> _Work to be completed_: Update the stretch of material below from its start through the line containing "point(188, 292)", replacing "beige tiled wall" with "gray tiled wall" and leaving everything else unchanged.

# START OF Data provided

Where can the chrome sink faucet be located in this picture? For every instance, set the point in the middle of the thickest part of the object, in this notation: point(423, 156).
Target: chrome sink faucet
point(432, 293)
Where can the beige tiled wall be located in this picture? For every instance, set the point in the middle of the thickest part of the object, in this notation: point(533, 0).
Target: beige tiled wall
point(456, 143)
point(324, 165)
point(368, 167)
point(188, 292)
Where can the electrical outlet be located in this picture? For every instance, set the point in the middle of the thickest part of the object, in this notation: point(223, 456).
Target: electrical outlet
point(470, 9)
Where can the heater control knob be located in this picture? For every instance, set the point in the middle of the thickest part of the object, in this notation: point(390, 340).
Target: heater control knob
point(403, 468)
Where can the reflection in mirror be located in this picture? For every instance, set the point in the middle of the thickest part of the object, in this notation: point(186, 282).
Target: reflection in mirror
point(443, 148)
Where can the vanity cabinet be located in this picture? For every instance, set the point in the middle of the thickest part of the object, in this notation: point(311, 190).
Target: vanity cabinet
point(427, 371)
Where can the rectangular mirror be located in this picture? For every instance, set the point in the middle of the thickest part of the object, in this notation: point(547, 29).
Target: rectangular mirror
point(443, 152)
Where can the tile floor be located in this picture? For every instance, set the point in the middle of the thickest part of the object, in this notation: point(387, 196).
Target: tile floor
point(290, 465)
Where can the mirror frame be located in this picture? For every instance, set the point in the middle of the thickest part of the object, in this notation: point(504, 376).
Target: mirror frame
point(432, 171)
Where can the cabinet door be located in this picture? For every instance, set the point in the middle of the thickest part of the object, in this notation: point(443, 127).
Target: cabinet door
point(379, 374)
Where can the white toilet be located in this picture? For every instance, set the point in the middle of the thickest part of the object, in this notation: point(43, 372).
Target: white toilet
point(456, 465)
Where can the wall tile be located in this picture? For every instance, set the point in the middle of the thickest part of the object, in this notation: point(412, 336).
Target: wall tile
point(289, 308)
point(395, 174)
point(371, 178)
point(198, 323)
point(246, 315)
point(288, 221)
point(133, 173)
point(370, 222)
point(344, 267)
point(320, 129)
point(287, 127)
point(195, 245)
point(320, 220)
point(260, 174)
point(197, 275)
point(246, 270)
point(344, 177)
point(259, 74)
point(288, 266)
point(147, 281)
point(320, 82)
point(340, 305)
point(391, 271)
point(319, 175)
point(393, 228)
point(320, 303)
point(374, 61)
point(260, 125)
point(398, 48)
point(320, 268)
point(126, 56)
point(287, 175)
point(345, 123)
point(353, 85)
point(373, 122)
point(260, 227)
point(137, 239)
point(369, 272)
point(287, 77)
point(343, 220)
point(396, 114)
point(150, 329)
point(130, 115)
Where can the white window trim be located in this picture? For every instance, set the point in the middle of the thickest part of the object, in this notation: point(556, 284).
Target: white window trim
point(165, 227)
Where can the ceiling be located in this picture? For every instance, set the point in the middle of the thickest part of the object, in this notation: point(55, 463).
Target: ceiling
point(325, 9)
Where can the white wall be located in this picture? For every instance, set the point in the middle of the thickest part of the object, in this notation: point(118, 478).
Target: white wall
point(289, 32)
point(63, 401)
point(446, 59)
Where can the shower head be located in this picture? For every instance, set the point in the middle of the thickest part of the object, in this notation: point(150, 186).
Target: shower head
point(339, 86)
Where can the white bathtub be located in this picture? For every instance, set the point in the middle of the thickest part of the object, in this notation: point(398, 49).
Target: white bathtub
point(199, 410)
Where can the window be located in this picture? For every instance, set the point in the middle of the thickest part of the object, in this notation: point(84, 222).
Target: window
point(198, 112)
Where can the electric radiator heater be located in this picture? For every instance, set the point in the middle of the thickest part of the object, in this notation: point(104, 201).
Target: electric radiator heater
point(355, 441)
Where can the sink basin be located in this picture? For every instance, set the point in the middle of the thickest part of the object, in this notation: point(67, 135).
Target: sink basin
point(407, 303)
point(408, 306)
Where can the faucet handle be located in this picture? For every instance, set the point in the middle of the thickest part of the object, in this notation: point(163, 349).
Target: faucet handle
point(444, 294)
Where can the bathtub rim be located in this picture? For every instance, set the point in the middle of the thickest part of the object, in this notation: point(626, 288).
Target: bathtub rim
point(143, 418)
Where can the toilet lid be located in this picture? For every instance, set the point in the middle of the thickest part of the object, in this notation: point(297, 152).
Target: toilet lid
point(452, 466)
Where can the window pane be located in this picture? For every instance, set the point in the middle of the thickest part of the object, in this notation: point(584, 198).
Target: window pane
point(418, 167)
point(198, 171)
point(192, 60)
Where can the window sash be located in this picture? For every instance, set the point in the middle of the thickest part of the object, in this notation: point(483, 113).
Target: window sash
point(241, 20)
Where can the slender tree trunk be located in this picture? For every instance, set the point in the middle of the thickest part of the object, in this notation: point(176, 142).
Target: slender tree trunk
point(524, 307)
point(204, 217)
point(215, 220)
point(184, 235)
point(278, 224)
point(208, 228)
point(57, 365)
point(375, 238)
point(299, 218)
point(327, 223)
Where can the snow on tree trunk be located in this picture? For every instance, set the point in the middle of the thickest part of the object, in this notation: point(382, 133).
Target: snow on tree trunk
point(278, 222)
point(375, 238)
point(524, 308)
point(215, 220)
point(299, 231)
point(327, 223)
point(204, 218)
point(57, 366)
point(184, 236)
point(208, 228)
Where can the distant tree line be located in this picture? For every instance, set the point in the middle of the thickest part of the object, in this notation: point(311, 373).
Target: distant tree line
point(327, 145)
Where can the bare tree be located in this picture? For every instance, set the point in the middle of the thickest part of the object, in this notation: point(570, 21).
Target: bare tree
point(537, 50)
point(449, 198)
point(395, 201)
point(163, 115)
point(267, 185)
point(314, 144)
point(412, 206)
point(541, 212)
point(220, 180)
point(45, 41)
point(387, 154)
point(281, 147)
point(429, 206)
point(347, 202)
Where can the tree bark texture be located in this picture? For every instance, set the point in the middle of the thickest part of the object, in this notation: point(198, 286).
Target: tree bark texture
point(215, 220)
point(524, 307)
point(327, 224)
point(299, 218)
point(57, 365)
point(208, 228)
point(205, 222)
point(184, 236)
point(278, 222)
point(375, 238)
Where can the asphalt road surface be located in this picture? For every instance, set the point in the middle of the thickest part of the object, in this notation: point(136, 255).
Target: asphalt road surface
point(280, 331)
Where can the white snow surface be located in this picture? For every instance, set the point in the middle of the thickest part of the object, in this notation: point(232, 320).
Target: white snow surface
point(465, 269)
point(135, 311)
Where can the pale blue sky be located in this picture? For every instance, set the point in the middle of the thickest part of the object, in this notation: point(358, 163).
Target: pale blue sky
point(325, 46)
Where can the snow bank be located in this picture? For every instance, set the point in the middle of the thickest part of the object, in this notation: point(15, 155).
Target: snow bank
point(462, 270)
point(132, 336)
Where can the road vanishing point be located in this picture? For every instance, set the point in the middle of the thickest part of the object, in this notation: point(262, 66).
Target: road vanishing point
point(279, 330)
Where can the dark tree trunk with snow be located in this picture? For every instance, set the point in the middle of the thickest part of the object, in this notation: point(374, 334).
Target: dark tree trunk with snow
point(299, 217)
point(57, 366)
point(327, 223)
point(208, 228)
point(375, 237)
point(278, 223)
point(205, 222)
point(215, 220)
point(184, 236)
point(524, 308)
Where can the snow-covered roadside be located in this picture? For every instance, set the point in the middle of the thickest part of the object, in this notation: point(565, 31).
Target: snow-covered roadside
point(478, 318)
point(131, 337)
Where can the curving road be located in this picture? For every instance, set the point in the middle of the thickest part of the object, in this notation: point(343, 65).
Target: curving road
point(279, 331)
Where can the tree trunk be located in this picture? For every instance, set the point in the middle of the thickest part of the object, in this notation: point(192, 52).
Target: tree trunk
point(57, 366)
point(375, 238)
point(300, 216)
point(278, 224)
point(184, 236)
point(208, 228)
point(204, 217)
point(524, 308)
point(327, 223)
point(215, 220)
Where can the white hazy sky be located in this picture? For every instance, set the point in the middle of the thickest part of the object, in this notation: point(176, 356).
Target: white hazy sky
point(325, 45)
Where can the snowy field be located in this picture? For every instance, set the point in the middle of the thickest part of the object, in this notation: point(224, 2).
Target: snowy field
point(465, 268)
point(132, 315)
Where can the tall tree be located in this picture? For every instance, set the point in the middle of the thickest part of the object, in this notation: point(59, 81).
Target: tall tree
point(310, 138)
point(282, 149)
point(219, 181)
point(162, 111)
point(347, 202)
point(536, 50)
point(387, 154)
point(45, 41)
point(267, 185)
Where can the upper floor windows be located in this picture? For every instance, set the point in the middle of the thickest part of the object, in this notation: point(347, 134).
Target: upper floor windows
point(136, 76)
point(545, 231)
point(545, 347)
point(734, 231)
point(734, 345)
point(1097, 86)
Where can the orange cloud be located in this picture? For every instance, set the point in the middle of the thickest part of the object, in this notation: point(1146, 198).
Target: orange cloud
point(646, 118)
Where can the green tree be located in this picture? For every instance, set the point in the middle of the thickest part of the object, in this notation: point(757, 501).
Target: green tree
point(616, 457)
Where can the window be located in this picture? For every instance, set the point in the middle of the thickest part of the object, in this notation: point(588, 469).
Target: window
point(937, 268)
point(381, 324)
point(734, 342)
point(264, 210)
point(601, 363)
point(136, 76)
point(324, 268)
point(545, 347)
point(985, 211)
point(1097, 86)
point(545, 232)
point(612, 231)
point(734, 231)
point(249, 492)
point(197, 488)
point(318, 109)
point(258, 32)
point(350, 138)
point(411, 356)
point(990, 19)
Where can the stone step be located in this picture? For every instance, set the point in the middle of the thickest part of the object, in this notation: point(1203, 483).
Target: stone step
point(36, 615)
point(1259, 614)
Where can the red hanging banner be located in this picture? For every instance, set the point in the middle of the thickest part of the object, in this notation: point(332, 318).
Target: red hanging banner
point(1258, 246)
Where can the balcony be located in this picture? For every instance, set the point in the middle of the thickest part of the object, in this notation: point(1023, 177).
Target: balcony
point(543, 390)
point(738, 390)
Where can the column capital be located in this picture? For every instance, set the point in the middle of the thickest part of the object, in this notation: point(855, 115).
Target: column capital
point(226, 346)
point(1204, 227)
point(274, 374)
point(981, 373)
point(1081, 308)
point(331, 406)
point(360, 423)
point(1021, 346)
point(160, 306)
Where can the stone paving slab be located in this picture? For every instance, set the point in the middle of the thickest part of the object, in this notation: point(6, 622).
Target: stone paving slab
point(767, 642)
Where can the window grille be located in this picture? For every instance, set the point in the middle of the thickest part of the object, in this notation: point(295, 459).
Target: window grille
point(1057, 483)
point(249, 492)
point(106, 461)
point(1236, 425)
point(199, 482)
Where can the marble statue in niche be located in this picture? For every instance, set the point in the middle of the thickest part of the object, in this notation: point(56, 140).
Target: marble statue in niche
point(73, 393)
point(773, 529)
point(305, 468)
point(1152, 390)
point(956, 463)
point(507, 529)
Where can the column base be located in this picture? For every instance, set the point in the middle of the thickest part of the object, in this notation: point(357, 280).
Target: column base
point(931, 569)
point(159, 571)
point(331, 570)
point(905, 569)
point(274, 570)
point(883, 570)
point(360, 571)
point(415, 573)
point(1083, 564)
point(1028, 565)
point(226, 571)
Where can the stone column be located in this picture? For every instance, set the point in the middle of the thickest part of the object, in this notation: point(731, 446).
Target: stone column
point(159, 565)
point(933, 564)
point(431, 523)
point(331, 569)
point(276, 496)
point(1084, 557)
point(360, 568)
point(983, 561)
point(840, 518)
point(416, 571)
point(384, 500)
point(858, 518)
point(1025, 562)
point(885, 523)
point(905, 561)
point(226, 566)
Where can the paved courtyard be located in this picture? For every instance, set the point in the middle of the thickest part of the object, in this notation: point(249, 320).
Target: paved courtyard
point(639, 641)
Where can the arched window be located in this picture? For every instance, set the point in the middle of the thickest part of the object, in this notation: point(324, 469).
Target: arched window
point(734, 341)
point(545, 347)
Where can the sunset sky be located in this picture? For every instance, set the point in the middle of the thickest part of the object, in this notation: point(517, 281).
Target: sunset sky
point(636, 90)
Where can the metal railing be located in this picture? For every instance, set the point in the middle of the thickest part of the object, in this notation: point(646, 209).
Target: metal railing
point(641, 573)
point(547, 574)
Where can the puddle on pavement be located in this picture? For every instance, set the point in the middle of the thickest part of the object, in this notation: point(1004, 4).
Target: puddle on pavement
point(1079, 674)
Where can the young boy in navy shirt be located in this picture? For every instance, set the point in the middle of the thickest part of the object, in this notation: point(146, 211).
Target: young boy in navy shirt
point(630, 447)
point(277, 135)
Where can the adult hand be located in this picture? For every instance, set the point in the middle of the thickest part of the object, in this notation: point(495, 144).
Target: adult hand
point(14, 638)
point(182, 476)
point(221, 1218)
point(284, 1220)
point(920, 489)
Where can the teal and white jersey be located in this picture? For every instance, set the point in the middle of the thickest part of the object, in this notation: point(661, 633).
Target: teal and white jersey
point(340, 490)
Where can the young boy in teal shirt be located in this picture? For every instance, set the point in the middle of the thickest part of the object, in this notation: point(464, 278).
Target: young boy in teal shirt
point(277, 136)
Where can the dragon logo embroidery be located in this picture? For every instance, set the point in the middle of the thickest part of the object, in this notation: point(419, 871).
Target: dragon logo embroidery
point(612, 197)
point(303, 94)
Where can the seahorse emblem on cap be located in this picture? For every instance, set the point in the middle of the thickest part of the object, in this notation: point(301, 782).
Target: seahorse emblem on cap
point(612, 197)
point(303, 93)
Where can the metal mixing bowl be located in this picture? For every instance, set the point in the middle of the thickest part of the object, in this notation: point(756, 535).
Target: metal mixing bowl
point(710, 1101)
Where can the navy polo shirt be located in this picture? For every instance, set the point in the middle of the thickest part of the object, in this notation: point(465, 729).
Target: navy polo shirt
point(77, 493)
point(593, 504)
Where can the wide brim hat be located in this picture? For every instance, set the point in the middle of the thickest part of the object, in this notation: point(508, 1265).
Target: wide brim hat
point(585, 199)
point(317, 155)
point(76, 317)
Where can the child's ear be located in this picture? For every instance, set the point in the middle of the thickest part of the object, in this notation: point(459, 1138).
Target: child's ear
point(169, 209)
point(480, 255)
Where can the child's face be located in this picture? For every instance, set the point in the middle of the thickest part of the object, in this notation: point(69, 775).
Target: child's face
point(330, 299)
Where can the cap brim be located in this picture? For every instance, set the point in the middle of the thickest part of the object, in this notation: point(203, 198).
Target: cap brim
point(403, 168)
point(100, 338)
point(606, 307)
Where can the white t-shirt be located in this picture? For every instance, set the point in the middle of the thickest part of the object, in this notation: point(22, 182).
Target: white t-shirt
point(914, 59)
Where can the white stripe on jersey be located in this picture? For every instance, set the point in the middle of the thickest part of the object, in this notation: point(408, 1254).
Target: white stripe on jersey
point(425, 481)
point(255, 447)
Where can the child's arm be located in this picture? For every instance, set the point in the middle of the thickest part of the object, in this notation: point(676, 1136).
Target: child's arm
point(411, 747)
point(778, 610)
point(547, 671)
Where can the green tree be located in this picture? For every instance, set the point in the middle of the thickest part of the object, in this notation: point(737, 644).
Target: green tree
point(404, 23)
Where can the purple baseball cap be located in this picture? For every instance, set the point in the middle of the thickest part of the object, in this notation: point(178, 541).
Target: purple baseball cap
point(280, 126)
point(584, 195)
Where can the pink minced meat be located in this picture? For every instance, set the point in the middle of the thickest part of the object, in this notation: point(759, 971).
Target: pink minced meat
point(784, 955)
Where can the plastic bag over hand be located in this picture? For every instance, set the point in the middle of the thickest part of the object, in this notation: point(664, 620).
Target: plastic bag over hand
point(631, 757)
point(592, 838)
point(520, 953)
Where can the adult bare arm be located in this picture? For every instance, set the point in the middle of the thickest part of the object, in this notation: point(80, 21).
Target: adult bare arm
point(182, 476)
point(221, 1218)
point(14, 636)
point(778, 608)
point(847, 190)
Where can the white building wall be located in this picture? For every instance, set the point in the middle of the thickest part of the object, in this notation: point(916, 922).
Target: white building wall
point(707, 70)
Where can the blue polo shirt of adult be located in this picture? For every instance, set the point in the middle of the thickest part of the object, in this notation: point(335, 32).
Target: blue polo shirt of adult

# END OF Data provided

> _Worked answer_:
Where can the chrome sink faucet be located in this picture? For every instance, set the point in the middle of the thickest part of the object, in this notation: point(423, 156).
Target: chrome sink faucet
point(432, 293)
Where can the gray tiled wall be located in this picture? For every instance, set the point in the middle of the thickest part of the object, in this notation: point(533, 0).
Target: gray tiled wall
point(456, 143)
point(324, 165)
point(368, 167)
point(188, 292)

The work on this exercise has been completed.